Fears that the new millennium would bring a global computer catastrophe proved to be a false alarm. But the switch-over from the ‘90s to the ‘00s did unleash the J2K virus.
Think of it as history’s practical joke on the Jews. Things were going so well through most of 2000 — building on positive trends in the 1990s — then matters took a sudden and sharp turn for the worse.
The Israelis and Palestinians were hashing out the details of a final peace deal, and an Orthodox Jew seemed poised to be elected vice president of the United States. It was a time of unprecedented wealth and philanthropic activity in the Jewish community. For a few months it seemed that American Jews could have it both ways: full integration without assimilation at home and a Jewish state free of war in the Middle East.

Listed entries.
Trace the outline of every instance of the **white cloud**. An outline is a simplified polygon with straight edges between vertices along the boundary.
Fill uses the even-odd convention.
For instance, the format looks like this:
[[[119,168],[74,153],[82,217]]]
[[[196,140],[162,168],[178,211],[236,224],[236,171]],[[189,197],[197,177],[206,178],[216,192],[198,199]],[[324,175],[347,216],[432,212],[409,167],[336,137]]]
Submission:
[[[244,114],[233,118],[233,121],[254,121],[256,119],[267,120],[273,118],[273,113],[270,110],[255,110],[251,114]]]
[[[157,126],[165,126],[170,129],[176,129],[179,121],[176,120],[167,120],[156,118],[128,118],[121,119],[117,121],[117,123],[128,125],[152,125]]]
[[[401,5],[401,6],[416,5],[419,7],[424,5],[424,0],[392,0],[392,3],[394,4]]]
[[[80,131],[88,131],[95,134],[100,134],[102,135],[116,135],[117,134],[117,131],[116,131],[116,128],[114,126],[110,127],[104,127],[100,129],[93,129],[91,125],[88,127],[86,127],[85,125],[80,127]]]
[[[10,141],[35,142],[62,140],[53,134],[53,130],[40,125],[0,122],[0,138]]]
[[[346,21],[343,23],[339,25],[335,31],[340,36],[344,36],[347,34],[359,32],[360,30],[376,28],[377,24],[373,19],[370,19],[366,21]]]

Action item. In the text on the new millennium, what were the Israelis and Palestinians doing during 2000? The records were drawn from a different source than the text.

The completed task. They were hashing out the details of a final peace deal.